# WORK ORDER
Output exactly, with nothing added, the entries from the first line through the line with "Target: blurred plant stem".

# DATASET RECORDS

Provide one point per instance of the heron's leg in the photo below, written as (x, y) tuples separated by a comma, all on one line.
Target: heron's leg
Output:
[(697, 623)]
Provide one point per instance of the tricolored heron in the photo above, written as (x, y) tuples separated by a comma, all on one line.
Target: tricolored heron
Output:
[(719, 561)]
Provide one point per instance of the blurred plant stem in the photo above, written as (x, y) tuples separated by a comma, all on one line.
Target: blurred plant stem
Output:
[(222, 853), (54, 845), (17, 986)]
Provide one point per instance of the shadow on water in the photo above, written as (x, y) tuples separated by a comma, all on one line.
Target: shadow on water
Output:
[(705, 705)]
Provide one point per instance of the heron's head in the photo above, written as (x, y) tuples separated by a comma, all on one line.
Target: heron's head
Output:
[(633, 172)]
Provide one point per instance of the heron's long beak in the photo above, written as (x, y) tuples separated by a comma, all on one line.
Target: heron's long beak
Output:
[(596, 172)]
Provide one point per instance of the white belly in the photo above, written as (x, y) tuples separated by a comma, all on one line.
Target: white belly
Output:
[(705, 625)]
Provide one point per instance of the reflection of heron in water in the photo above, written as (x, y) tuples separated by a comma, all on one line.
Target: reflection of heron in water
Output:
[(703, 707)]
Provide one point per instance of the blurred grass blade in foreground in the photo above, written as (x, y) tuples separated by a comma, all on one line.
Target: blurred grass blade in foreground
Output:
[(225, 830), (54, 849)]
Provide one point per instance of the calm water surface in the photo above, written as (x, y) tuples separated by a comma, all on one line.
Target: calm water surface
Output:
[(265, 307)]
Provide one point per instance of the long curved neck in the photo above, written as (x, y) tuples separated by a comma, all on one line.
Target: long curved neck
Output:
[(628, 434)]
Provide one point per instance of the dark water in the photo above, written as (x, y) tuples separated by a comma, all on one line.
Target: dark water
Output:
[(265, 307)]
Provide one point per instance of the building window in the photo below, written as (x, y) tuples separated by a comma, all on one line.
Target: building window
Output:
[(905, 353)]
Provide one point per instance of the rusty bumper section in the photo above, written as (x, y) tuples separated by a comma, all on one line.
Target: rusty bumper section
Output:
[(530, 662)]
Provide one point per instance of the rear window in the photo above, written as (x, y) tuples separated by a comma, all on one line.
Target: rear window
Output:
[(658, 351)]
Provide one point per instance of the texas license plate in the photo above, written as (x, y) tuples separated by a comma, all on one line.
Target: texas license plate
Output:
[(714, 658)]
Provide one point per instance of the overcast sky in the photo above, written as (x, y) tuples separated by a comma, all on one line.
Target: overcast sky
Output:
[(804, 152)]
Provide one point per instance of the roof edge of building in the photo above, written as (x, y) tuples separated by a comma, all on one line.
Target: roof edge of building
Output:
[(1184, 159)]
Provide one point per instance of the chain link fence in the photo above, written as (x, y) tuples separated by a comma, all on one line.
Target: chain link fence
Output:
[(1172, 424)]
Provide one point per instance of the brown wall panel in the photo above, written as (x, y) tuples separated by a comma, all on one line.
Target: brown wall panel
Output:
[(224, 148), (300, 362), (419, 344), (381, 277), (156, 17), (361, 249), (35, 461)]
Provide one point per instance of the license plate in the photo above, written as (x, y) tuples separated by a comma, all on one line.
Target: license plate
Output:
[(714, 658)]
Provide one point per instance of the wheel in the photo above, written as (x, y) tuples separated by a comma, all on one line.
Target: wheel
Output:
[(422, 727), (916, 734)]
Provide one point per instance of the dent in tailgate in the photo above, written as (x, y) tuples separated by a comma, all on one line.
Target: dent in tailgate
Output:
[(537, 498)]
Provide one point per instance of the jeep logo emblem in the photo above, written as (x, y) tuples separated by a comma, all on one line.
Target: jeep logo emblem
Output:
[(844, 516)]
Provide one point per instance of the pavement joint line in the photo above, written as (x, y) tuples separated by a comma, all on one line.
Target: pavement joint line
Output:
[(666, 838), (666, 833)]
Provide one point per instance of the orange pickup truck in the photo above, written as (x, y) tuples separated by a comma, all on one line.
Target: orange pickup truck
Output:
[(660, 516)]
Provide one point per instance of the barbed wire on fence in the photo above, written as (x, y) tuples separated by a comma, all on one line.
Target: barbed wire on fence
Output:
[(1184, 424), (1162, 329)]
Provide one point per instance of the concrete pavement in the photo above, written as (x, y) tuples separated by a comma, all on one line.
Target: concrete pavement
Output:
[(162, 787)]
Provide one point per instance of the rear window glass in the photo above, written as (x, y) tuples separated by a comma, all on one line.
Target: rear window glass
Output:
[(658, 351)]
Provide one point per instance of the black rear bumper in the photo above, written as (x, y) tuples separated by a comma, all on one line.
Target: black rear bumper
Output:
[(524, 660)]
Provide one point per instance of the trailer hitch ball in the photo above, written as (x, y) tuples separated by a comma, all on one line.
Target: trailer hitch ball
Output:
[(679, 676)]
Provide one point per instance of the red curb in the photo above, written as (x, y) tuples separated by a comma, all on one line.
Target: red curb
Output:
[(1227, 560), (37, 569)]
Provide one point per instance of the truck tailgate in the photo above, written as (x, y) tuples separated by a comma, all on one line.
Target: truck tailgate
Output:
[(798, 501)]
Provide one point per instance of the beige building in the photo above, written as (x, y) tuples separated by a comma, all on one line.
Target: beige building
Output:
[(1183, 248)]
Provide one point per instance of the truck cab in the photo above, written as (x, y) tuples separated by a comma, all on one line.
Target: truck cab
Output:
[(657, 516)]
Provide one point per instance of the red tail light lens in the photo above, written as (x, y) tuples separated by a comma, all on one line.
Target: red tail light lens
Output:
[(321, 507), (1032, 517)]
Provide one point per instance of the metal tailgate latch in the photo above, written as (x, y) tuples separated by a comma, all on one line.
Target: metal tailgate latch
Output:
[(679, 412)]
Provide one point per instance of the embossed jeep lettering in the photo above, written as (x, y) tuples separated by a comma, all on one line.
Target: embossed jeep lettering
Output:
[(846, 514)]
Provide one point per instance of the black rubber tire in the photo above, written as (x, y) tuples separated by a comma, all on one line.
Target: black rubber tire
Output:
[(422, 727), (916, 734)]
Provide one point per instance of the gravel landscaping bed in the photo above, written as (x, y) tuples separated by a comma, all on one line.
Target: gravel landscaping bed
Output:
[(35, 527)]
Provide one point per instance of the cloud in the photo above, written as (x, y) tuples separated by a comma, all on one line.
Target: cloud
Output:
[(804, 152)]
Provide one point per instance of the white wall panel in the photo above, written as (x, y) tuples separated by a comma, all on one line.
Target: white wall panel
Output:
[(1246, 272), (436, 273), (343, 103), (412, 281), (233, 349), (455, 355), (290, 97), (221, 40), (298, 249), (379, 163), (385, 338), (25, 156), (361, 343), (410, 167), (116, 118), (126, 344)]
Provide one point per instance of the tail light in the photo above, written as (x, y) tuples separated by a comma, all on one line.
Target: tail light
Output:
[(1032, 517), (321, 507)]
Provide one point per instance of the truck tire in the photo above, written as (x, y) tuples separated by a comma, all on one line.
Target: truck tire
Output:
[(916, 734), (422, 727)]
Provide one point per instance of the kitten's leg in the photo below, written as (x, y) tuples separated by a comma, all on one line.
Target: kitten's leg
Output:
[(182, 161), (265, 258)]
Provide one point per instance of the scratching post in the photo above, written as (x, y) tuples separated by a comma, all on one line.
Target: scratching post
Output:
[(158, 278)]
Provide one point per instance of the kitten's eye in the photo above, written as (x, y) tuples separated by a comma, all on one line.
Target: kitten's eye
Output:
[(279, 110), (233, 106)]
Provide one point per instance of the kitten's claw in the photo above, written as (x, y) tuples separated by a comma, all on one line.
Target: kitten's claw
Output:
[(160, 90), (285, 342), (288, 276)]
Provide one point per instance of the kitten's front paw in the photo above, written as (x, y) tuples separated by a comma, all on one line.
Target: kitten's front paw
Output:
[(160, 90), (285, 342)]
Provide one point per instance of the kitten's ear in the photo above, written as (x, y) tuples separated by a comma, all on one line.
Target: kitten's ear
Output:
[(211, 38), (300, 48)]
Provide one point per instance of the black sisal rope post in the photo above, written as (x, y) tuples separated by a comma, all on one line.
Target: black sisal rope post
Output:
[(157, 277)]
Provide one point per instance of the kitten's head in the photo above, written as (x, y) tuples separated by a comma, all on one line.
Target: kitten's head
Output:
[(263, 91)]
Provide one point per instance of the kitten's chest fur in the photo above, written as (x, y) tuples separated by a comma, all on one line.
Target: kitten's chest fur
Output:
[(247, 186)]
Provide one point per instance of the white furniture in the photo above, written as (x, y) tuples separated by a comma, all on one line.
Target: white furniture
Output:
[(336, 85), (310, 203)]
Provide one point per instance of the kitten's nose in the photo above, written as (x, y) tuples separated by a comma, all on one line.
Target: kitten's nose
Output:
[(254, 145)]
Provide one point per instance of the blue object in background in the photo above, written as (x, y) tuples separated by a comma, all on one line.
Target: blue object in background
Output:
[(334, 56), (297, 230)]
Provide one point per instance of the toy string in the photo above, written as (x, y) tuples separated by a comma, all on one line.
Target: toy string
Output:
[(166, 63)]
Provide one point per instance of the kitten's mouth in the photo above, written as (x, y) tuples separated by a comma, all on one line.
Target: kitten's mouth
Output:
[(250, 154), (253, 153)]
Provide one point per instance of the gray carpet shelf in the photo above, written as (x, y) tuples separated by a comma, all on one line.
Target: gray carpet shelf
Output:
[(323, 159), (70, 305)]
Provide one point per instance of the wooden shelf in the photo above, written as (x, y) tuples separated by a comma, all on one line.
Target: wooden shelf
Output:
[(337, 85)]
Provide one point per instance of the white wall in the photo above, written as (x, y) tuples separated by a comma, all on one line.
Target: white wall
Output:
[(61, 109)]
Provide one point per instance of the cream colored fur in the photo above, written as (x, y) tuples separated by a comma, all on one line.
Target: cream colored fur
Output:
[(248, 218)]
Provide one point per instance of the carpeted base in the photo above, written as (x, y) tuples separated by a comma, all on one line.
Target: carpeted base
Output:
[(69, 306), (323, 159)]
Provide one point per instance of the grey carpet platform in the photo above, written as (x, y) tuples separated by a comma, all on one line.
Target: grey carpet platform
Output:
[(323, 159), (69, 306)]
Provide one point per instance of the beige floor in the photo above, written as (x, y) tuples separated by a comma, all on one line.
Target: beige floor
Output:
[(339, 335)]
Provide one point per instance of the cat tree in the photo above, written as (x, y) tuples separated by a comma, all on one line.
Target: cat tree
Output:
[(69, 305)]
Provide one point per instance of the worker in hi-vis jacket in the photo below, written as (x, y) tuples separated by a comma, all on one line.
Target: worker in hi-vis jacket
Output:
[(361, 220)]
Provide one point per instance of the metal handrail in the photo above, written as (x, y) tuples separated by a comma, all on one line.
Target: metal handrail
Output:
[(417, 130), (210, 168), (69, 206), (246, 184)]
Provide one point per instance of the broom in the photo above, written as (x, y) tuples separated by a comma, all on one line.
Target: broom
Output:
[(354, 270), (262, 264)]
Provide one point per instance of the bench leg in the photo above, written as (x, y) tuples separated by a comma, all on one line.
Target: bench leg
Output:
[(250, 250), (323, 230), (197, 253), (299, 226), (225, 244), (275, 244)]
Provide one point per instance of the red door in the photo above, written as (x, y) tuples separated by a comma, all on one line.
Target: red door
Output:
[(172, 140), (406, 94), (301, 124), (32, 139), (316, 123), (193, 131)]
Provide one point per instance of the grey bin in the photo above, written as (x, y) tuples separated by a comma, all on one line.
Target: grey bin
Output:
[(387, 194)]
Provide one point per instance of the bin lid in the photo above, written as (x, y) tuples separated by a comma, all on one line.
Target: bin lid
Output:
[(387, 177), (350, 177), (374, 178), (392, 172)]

# REPLY TO THE TASK
Provide one point per instance of the heron's leg in the photo below, written as (x, y) tuples separated by a comma, all on one line.
Target: heron's leg
Output:
[(697, 623)]
Provide one point per instance of the tricolored heron in the photo above, written as (x, y) tuples separated by a comma, all on one line.
Target: tricolored heron
Output:
[(719, 561)]
Provide one point per instance of the blurred plant stem in the photo above, written as (x, y) tuples separated by a comma, all on one line.
Target: blurred plant stem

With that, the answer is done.